Aus welchem Streitwert hatte die Antragstellerin laut dem ausgewählten Textabschnitt bis zur Mandatskündigung die Verfahrens- und Terminsgebühr bereits bezahlt?

## [Ausgewählter Textabschnitt]
----

Anwaltsrecht und -haftung


Prüfung der Kostenrechnung des eigenen Anwalts durch das Streitgericht

OLG Köln, Beschluss vom 15.06.2015 – 17 W 330/14 -

Kurze Inhaltsangabe:

 

Wenn der Mandant ganz oder teilweise in einem Rechtsstreit unterliegt oder das Mandat vorzeitig gekündigt wird, ist er regelmäßig gehalten, die Kosten seines eigenen Anwalts zu tragen. Wie aber kann er feststellen, ob die Abrechnung ordnungsgemäß ist ?

 

In einem Verfahren vor dem LKG Köln  3 O 552/09 wurde die Antragstellerin von den Antragsgegnern anwaltlich vertreten. Zum Zeitpunkt der Mandatskündigung im Januar 2013 durch die Antragstellerin hatte diese an die Antragsgegner bereits eine Verfahrens- und Terminsgebühr aus einem Streitwert von € 13.600 gezahlt. Im August 2014 stellten die Antragsgegner der Antragstellerin weitere gebühren in Rechnung, und zwar nunmehr berechnet aus einem Streitwert von € 30.000,00, wobei sie zur Begründung ausführten, dass sie angesichts der immensen Verletzungen der Antragstellerin davon ausgehen würden, dass der Wert von € 13.600,00 zu niedrig angesetzt sei.

 

Die Antragstellerin legte die Rechnung im verfahren 5 O 552/09 vor und beantragte die Feststellung, dass nicht aus einem Wert von € 30.000,00 abgerechnet werden könne. Der Rechtspfleger lehnte dies mit Hinweis darauf ab, dass § 11 RVG lediglich der vereinfachten Festsetzung der Anwaltsgebühren gegen den eigenen Mandanten diene und nicht dazu, „irgendwelche Ansichten des Mandanten an sich beschlussmäßig festzustellen“. Auf die Beschwerde der Antragstellerin, der der Rechtspfleger nicht abgeholfen hatte, änderte das OLG den Beschluss ab und gab ihm statt.

----

## [Auszüge der Auflistung]
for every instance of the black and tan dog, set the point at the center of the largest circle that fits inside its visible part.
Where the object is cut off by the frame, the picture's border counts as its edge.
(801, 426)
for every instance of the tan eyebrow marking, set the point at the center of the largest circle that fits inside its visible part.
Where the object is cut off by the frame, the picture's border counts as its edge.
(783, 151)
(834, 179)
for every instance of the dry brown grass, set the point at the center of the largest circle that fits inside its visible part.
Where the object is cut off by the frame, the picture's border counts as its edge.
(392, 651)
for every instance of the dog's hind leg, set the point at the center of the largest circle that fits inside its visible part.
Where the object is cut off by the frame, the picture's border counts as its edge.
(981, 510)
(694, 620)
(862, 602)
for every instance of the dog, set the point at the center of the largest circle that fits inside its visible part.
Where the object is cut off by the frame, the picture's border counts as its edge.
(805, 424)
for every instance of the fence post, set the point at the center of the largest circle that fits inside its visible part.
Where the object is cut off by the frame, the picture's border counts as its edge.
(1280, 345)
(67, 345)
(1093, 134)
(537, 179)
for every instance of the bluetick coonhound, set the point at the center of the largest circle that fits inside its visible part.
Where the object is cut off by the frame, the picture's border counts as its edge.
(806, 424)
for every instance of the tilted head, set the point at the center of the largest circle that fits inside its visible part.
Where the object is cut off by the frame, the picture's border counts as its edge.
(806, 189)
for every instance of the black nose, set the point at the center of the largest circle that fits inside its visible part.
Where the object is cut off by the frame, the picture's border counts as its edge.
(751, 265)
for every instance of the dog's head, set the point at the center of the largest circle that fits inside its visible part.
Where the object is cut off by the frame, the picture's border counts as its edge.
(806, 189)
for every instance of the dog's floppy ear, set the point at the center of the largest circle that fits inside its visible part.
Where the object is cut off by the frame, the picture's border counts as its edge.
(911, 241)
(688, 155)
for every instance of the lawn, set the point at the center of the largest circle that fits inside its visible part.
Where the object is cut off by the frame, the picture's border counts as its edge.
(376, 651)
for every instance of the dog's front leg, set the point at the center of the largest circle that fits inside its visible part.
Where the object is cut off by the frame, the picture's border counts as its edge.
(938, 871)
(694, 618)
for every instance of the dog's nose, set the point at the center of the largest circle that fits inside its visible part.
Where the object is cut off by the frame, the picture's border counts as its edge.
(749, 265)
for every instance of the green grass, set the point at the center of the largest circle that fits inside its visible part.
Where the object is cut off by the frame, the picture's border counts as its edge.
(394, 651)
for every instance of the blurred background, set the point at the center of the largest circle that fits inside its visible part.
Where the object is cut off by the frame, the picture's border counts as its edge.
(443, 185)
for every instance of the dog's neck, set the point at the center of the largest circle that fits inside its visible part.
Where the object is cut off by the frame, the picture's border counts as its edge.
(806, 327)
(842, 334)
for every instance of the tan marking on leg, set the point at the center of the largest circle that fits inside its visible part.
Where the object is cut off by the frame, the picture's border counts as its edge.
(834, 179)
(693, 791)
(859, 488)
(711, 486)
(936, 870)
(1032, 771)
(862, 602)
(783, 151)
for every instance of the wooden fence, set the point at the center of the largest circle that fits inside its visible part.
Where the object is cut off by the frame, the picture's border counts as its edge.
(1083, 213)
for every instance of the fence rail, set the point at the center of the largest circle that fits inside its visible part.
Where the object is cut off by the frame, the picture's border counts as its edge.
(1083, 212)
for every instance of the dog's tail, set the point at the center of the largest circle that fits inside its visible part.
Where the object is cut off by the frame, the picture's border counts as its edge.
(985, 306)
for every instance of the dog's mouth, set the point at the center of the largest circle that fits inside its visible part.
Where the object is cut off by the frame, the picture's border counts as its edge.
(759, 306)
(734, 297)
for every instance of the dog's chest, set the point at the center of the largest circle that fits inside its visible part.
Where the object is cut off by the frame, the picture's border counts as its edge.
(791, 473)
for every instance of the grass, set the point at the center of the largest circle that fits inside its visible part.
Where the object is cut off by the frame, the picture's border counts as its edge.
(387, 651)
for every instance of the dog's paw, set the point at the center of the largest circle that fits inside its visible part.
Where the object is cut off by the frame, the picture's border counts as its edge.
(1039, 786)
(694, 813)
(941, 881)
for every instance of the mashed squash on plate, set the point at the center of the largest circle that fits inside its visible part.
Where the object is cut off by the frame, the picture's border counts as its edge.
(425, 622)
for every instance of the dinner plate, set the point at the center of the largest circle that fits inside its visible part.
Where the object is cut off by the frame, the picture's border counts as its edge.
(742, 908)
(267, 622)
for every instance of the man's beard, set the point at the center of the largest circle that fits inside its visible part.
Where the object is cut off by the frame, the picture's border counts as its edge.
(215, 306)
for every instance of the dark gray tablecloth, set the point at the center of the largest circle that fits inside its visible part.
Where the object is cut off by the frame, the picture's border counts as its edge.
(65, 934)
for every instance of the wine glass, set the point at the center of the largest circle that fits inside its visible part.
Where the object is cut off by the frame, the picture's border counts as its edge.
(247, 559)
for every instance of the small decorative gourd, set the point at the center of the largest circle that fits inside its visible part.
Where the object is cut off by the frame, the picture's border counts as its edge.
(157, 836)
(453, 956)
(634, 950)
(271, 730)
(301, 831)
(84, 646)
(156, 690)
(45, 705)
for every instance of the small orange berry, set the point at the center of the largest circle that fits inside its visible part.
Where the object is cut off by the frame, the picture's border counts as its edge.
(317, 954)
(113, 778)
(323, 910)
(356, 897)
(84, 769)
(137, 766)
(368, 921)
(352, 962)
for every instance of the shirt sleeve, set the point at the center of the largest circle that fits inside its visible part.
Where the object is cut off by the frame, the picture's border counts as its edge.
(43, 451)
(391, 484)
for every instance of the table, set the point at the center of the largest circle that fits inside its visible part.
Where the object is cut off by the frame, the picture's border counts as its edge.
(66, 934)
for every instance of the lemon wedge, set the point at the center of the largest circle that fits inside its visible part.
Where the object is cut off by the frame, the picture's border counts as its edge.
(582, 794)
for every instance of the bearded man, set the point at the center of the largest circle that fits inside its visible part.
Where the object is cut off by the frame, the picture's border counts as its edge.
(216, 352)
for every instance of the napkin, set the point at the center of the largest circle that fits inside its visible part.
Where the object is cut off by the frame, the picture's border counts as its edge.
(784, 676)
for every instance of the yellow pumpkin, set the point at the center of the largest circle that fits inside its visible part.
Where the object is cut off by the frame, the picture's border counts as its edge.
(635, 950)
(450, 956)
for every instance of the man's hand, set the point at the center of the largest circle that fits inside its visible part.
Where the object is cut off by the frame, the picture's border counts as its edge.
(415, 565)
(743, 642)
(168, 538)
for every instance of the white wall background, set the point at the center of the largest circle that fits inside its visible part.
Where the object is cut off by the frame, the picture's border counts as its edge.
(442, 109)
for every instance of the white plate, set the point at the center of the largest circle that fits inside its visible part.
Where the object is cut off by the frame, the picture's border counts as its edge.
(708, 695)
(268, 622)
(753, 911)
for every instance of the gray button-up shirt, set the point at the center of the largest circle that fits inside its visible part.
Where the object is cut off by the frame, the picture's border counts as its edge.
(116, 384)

----

## [Endergebnis]
Aus einem Streitwert von € 13.600.